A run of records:
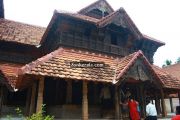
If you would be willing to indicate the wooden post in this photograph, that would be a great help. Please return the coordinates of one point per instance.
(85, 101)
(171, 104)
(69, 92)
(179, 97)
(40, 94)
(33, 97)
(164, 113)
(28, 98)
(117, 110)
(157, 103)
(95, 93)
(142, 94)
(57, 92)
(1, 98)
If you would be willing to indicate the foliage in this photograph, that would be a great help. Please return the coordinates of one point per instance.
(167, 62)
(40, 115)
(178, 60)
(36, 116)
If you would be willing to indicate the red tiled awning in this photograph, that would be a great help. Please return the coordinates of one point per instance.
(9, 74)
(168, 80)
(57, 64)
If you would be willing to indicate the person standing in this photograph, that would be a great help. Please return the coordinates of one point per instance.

---

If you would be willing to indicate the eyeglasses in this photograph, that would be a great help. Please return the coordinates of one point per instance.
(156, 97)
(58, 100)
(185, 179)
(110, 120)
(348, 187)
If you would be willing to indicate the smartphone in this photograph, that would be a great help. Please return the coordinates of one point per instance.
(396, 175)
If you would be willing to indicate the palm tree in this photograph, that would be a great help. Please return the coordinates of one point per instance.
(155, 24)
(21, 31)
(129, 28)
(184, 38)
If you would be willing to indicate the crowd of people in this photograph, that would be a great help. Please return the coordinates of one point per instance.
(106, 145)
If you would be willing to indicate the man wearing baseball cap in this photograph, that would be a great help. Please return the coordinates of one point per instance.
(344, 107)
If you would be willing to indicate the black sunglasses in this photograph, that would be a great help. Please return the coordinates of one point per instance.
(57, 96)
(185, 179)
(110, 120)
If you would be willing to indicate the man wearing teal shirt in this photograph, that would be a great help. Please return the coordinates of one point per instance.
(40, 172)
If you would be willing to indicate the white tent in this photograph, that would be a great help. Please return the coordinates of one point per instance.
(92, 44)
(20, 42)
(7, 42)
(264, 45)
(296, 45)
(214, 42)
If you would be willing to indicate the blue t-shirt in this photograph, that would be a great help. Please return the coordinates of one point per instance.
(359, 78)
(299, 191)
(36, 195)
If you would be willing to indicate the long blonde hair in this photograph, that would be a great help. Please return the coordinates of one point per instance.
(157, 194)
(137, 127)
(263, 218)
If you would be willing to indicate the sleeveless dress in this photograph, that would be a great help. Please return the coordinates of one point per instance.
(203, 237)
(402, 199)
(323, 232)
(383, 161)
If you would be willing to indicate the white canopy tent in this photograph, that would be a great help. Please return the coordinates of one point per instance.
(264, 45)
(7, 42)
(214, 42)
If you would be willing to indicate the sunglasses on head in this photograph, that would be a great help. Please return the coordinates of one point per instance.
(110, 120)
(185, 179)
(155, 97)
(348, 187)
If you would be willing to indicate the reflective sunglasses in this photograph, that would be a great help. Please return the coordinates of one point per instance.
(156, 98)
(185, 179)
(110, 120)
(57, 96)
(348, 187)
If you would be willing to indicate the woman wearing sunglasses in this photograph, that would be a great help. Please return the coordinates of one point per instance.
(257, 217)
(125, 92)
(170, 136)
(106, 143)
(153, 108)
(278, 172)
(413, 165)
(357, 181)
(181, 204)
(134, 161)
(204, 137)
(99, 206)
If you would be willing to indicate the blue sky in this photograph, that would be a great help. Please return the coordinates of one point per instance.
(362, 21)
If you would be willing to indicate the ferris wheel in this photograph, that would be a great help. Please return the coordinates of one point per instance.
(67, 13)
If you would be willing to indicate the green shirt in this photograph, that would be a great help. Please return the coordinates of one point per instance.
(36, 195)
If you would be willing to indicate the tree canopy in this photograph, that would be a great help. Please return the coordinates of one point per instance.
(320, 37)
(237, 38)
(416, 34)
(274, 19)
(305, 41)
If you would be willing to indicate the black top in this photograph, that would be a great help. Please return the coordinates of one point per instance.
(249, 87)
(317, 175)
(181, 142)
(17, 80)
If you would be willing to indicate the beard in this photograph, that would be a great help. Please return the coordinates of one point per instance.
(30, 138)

==

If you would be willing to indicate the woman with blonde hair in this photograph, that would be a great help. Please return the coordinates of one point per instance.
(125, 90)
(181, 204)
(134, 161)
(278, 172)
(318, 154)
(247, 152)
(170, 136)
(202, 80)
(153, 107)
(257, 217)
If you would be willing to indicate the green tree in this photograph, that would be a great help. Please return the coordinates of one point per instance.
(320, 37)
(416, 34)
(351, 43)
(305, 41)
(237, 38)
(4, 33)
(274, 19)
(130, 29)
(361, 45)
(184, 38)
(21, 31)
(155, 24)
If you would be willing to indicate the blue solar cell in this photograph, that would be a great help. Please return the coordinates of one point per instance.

(Work required)
Copy out the entries above word for word, beginning with the line containing "If you would be willing to indicate the wooden" and continuing through the line containing "If you would be willing to indicate the person", with both of those lines included.

(Solution for this exercise)
If you would be willing to indicate the wooden post in this photograph, that would be a great help. Please return the coordinates of one point per instance.
(85, 101)
(171, 104)
(69, 92)
(179, 97)
(40, 94)
(33, 97)
(164, 113)
(28, 98)
(117, 110)
(157, 103)
(95, 93)
(142, 94)
(57, 92)
(1, 98)
If you would be willing to indicate the foliage in this photograph, that would be a great help. Please return the coordinates of one point per instance.
(167, 62)
(40, 115)
(178, 60)
(36, 116)
If you would be willing to indicate the red tiled awning in this photograph, that would be a great help. Please return the coordinates of one point per instance.
(9, 74)
(168, 80)
(57, 64)
If you would be willing to indicate the person standing in this photograph, that would be a great help. Please return the coordinates of one point per instance.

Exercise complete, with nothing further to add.